→ DIRECTIONS FOR THIS TASK
Reproduce every one of the entries below with "Annotate" swapped for "Label" and nothing else altered. Leave the pictures out of your output.
[Start]
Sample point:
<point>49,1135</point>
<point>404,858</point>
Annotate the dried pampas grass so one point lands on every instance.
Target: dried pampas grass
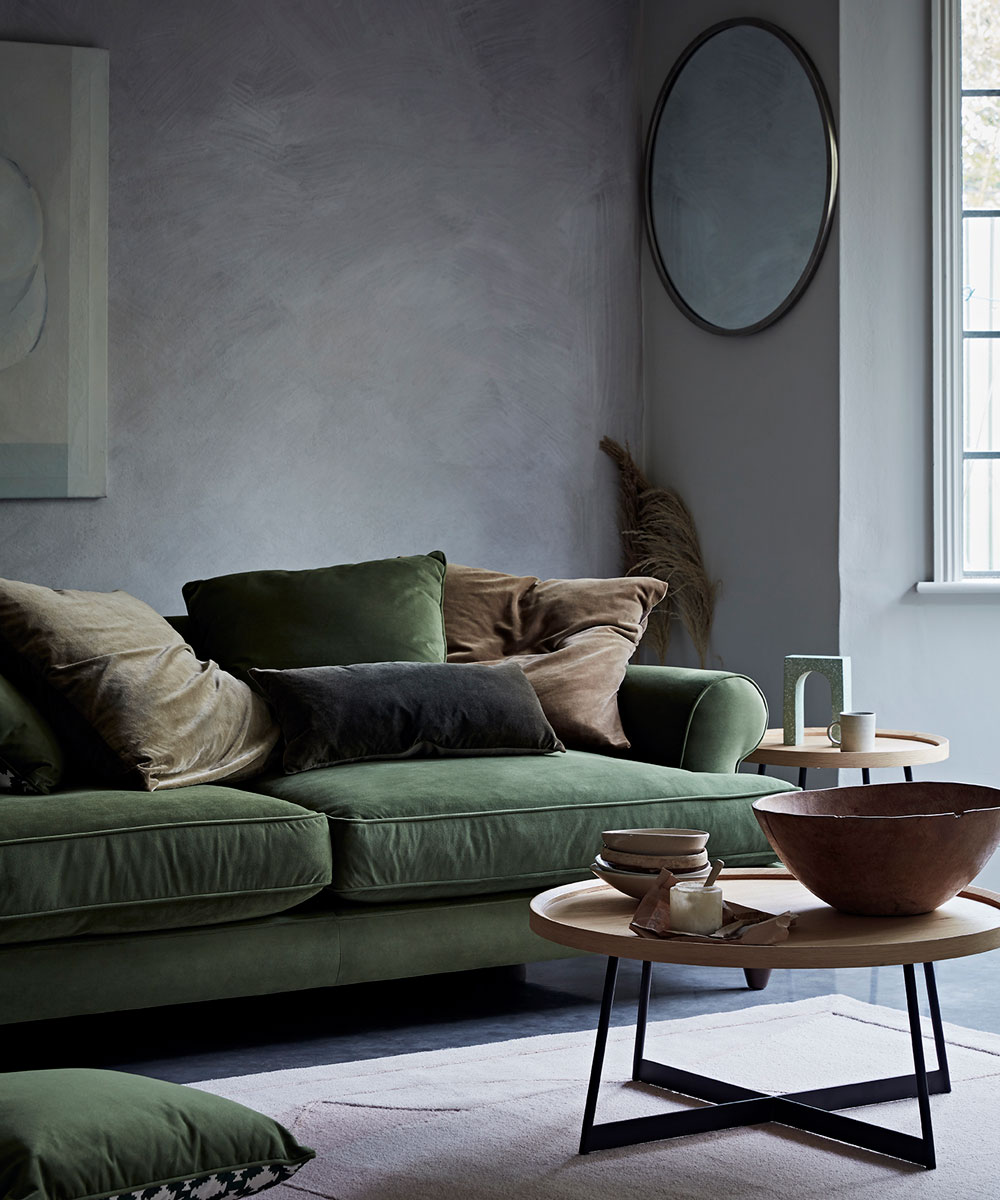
<point>659,539</point>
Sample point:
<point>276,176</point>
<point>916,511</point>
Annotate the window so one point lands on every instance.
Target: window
<point>966,163</point>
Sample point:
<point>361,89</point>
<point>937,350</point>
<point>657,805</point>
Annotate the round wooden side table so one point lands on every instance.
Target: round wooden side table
<point>594,917</point>
<point>893,748</point>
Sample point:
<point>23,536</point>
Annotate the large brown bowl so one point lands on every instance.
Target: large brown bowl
<point>885,850</point>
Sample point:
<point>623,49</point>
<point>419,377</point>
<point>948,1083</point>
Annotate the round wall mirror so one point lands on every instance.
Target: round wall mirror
<point>741,177</point>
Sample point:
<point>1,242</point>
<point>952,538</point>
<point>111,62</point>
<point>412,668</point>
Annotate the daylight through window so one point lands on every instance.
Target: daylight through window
<point>980,88</point>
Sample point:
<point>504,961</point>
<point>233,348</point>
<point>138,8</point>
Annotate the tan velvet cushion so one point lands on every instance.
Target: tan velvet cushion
<point>167,717</point>
<point>572,637</point>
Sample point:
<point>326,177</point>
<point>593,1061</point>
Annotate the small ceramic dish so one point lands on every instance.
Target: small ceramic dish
<point>638,883</point>
<point>653,862</point>
<point>656,841</point>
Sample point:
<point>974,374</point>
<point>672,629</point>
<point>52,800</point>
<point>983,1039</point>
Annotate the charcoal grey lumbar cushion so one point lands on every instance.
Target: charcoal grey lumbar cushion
<point>397,709</point>
<point>79,1133</point>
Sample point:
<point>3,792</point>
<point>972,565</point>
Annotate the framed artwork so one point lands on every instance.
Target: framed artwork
<point>53,270</point>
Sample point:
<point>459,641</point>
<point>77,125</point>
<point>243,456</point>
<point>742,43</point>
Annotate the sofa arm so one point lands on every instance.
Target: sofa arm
<point>700,720</point>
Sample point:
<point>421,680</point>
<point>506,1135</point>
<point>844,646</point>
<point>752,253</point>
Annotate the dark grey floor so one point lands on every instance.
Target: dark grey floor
<point>215,1041</point>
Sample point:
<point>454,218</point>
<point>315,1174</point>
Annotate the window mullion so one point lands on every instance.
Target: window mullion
<point>946,153</point>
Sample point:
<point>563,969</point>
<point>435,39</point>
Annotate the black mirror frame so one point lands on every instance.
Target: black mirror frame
<point>826,114</point>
[End]
→ WRITTEN REPLY
Sample point:
<point>49,1135</point>
<point>404,858</point>
Label the dried pampas grass so one point lands on every instance.
Target: dried pampas grass
<point>659,539</point>
Sample point:
<point>276,176</point>
<point>916,511</point>
Label the window so one point lands on every instance.
Target: window
<point>966,163</point>
Sample point:
<point>361,89</point>
<point>937,350</point>
<point>657,805</point>
Label the round wooden side table so one point lands on every instance.
Target: round wooden side table
<point>594,917</point>
<point>893,748</point>
Sample point:
<point>23,536</point>
Label the large brown bowl so one point lands on every instance.
Target: large brown bowl
<point>885,850</point>
Sample point:
<point>623,49</point>
<point>419,377</point>
<point>948,1083</point>
Label the round wall mirror so one point lands on every instance.
Target: round wall mirror
<point>741,177</point>
Sample point:
<point>1,242</point>
<point>952,538</point>
<point>111,62</point>
<point>412,668</point>
Label the daylight through window so one point lands on every instance.
Target: daylight through window
<point>980,88</point>
Sample point:
<point>504,961</point>
<point>233,348</point>
<point>138,8</point>
Label the tan velvet cushion so one point lands on every instance.
Target: tan velvet cushion
<point>167,717</point>
<point>572,637</point>
Sample point:
<point>326,177</point>
<point>593,1061</point>
Label the small ceramic dish so one point lands on every instance.
Target: small ceramic dish
<point>638,883</point>
<point>653,862</point>
<point>656,841</point>
Sample point:
<point>974,374</point>
<point>672,629</point>
<point>52,800</point>
<point>983,1039</point>
Label the charcoal grey lumbar cushion so one point lands on every instance.
Target: charcoal grey lumbar cushion
<point>397,709</point>
<point>79,1133</point>
Sample point:
<point>3,792</point>
<point>972,565</point>
Label the framed artwork so one point lands on every instance.
Target: framed artwork
<point>53,270</point>
Sample point:
<point>459,641</point>
<point>77,125</point>
<point>243,456</point>
<point>742,43</point>
Label the sofa arm so one point lands on every instance.
Target: sofa arm
<point>700,720</point>
Sample point:
<point>421,680</point>
<point>506,1135</point>
<point>844,646</point>
<point>752,253</point>
Label the dark grey floor so one point lands on every instance.
Target: dark grey floor
<point>215,1041</point>
Sample point:
<point>454,218</point>
<point>315,1174</point>
Label the window mullion so one point lands on every instance.
Target: window mullion
<point>946,153</point>
Sample point:
<point>563,969</point>
<point>435,39</point>
Label the black mirror frame so one point lands on every instance.
Target: black mirror frame
<point>826,114</point>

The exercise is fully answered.